╭─ Data shown

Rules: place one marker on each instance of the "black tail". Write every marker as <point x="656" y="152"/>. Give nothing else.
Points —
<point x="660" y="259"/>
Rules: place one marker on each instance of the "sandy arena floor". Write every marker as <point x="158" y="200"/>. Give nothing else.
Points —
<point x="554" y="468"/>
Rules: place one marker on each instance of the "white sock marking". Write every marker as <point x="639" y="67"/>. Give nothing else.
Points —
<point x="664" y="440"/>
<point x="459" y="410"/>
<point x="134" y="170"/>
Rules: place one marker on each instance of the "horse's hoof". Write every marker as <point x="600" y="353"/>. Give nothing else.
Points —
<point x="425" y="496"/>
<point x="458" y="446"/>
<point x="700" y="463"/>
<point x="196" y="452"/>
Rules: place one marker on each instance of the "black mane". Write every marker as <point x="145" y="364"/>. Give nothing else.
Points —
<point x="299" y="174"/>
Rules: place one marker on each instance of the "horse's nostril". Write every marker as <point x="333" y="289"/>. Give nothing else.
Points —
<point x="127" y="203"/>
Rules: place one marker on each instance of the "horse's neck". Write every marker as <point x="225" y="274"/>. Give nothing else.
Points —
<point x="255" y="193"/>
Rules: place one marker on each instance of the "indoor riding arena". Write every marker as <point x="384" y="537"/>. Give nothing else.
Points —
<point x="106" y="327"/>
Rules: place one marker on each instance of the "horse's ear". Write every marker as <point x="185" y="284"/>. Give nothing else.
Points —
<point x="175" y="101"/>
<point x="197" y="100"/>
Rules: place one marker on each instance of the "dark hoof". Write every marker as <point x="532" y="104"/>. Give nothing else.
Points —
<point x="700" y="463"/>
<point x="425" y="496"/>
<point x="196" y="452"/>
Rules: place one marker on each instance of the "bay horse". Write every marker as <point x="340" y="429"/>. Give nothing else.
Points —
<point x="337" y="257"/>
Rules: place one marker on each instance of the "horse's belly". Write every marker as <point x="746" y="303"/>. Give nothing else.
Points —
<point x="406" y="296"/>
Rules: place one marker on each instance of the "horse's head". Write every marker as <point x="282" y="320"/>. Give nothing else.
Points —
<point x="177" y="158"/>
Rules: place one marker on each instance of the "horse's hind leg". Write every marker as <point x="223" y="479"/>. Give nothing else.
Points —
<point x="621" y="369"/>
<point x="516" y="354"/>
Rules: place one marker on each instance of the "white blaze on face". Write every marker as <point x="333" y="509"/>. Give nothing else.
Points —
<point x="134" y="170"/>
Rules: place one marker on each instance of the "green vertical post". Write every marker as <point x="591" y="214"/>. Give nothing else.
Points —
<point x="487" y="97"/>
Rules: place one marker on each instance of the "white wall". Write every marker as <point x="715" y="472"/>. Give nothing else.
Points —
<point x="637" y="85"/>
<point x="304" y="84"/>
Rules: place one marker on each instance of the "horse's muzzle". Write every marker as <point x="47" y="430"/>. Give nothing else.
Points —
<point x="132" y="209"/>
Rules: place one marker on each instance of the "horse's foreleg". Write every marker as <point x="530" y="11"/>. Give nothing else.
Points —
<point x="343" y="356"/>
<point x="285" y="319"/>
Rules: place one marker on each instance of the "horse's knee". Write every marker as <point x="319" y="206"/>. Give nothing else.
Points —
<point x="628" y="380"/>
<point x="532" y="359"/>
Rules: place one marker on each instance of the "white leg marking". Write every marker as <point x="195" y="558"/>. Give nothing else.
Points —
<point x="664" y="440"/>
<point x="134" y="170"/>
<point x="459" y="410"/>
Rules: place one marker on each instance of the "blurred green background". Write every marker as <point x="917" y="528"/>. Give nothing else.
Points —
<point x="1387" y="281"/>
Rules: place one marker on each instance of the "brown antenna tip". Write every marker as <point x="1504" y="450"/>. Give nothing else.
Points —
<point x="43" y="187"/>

╰─

## [Problem statement]
Please determine how many lines of the records above contain "black", and state that number only.

## [Output of the exercise]
2